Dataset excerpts

# # # #

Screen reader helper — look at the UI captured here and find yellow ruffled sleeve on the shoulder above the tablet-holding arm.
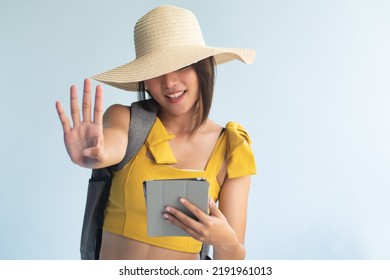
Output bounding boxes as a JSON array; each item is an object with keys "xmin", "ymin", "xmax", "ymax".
[{"xmin": 226, "ymin": 122, "xmax": 256, "ymax": 178}]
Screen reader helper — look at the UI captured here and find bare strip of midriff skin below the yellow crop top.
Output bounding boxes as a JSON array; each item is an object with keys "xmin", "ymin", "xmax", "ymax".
[{"xmin": 100, "ymin": 231, "xmax": 199, "ymax": 260}]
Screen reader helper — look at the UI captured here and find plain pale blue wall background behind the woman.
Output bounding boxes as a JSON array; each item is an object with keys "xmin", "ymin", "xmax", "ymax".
[{"xmin": 0, "ymin": 0, "xmax": 390, "ymax": 259}]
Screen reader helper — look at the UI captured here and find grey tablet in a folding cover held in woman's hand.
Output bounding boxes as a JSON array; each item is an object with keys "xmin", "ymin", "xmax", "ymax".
[{"xmin": 144, "ymin": 178, "xmax": 209, "ymax": 236}]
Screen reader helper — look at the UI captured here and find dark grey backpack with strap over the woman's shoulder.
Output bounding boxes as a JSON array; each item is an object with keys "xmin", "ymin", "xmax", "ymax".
[{"xmin": 80, "ymin": 99, "xmax": 210, "ymax": 260}]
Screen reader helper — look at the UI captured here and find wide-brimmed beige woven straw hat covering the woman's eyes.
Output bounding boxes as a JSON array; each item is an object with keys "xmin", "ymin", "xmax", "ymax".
[{"xmin": 92, "ymin": 6, "xmax": 255, "ymax": 91}]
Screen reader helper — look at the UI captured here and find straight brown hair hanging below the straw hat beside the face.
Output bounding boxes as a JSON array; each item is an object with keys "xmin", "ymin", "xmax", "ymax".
[{"xmin": 138, "ymin": 56, "xmax": 215, "ymax": 132}]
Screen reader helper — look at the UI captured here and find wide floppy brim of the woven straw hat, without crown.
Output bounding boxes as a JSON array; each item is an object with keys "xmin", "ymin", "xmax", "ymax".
[{"xmin": 92, "ymin": 46, "xmax": 256, "ymax": 91}]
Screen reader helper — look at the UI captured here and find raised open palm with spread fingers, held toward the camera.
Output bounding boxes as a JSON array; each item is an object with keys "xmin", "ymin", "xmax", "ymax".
[{"xmin": 56, "ymin": 79, "xmax": 106, "ymax": 168}]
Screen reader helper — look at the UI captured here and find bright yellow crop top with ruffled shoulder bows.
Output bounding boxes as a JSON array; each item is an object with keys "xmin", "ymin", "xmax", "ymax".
[{"xmin": 103, "ymin": 118, "xmax": 256, "ymax": 253}]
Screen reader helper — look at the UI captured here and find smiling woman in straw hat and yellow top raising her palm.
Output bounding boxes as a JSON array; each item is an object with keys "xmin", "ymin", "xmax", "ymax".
[{"xmin": 56, "ymin": 6, "xmax": 256, "ymax": 259}]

# # # #

*Task requirements*: Copy out the lines of the records above in which the string "yellow" appears.

*Exercise response*:
Screen reader helper — look at the UI captured here and find yellow ruffled sleeve on the shoulder above the tablet-holding arm.
Screen reader helper — look at the UI captured here and find bare strip of midriff skin below the yellow crop top.
Screen reader helper — look at the UI captured here and find bright yellow crop top with ruffled shoulder bows.
Screen reader helper — look at the UI captured here and find smiling woman in straw hat and yellow top raising her palm.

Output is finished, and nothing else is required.